> _Challenge_: Word for word, retype every entry in the listing.

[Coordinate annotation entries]

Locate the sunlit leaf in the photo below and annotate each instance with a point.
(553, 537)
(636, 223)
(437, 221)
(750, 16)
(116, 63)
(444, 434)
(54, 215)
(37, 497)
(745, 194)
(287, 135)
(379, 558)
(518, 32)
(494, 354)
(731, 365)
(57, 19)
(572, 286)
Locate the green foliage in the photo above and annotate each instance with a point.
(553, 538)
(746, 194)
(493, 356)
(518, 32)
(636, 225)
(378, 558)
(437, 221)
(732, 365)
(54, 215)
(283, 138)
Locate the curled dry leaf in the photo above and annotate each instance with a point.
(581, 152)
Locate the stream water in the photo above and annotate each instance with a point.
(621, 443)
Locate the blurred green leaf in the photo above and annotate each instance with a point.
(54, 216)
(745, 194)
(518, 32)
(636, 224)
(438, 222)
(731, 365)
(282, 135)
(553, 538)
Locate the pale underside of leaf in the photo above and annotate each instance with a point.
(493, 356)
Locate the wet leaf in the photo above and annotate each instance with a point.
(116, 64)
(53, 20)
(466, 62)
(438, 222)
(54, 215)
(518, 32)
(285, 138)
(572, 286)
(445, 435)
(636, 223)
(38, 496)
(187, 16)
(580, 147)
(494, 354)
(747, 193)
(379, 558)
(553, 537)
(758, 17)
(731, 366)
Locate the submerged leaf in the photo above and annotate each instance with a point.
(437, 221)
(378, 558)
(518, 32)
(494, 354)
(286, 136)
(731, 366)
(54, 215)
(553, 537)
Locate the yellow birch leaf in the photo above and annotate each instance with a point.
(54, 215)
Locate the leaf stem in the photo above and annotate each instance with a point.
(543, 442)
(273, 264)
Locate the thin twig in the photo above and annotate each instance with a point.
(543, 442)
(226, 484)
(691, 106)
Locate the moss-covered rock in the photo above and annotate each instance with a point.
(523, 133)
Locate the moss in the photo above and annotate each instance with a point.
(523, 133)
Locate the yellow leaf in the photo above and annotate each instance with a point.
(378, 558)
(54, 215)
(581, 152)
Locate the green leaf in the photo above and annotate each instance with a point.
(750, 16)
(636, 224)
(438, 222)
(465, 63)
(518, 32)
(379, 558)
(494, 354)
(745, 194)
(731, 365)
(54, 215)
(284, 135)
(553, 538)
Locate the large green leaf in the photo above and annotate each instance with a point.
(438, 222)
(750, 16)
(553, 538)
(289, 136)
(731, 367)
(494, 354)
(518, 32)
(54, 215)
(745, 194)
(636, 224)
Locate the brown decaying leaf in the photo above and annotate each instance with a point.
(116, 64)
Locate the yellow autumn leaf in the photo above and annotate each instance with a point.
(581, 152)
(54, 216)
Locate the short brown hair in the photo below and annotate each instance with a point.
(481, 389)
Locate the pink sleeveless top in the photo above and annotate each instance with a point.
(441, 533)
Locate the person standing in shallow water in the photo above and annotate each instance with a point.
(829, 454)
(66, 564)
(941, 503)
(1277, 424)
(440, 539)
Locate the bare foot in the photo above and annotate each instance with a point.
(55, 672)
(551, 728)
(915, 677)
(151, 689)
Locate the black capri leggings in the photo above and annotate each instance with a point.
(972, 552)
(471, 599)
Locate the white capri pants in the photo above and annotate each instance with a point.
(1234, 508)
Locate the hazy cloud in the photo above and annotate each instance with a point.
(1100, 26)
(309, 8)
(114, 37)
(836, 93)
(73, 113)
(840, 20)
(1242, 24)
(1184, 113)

> _Exercise result_:
Locate the sunlit leaf in the photo below and annotate each instance with a point.
(553, 537)
(636, 223)
(437, 221)
(750, 16)
(116, 63)
(444, 434)
(54, 215)
(37, 497)
(745, 194)
(287, 135)
(379, 558)
(518, 32)
(494, 354)
(731, 365)
(57, 19)
(572, 286)
Locate the green foliage in the photo above and annotate each instance with a point.
(553, 538)
(746, 194)
(493, 356)
(518, 32)
(636, 225)
(378, 558)
(437, 221)
(732, 365)
(54, 215)
(283, 138)
Locate the curled dry leaf in the photo above and annotate each instance with a point.
(581, 152)
Locate the stream water in the photo above and annotate each instance with a point.
(621, 443)
Locate the blurred green leaf in the photo above and annotate each instance with a point.
(54, 216)
(745, 194)
(518, 32)
(636, 224)
(438, 222)
(731, 365)
(282, 135)
(553, 538)
Locate the pale underside of leaf in the photo above and annotate each instance with a point.
(493, 356)
Locate the wet leaf in the photo above and annotate each instance with a point.
(116, 64)
(53, 20)
(466, 62)
(438, 222)
(54, 215)
(518, 32)
(285, 138)
(572, 286)
(445, 435)
(636, 223)
(38, 496)
(187, 16)
(580, 147)
(494, 354)
(747, 193)
(379, 558)
(553, 537)
(758, 17)
(731, 366)
Locate the submerged leaf in the photo above and annotate each instance with a point.
(437, 221)
(378, 558)
(518, 32)
(494, 354)
(286, 136)
(731, 366)
(54, 215)
(553, 537)
Locate the yellow birch leaf in the photo above and annotate each instance with a point.
(54, 215)
Locate the leaf stem in the photo above and annotate each instance with a point.
(543, 442)
(273, 264)
Locate the thin twig in the photo above and annotate each instance with a point.
(543, 442)
(226, 484)
(691, 106)
Locate the moss-covered rock in the photo above and annotate each instance with a point.
(523, 133)
Locate the moss in the photo above and annotate each instance with a point.
(523, 133)
Locate the yellow leaf in the photo above and annotate each instance with a point.
(378, 558)
(54, 215)
(581, 152)
Locate the green leaf in the photo above and annotate each instance with a point.
(750, 16)
(636, 224)
(438, 222)
(465, 63)
(518, 32)
(379, 558)
(494, 354)
(745, 194)
(731, 365)
(54, 215)
(284, 135)
(553, 538)
Locate the large green leaf in the photo above and annotate each instance with a point.
(438, 222)
(750, 16)
(553, 538)
(289, 136)
(731, 367)
(494, 354)
(518, 32)
(54, 215)
(745, 194)
(636, 224)
Locate the brown decaying leaf in the photo above and annotate each instance with a point.
(116, 64)
Locate the yellow autumn leaf in the photo above and annotate each instance with a point.
(581, 152)
(54, 216)
Locate the short brown hair in the photo below and annotate each instance with a point.
(481, 389)
Locate the pink sleeveless top in the photo above and annotate each instance with a point.
(441, 533)
Locate the person standing in shallow water in the photo above and annotate each instance with a point.
(829, 454)
(66, 564)
(941, 503)
(1277, 424)
(440, 539)
Locate the bare foot in the photo above and annotate each instance with a point.
(55, 672)
(551, 728)
(915, 677)
(151, 689)
Locate the black capri leggings in the photo above and annotate each instance with a point.
(972, 552)
(471, 599)
Locate the white capri pants in the photo above and annotate each instance with a point.
(1234, 508)
Locate the hazy cloud in the photo above and annotate each instance with a point.
(1100, 26)
(309, 8)
(114, 37)
(836, 93)
(73, 113)
(840, 20)
(1242, 24)
(1184, 113)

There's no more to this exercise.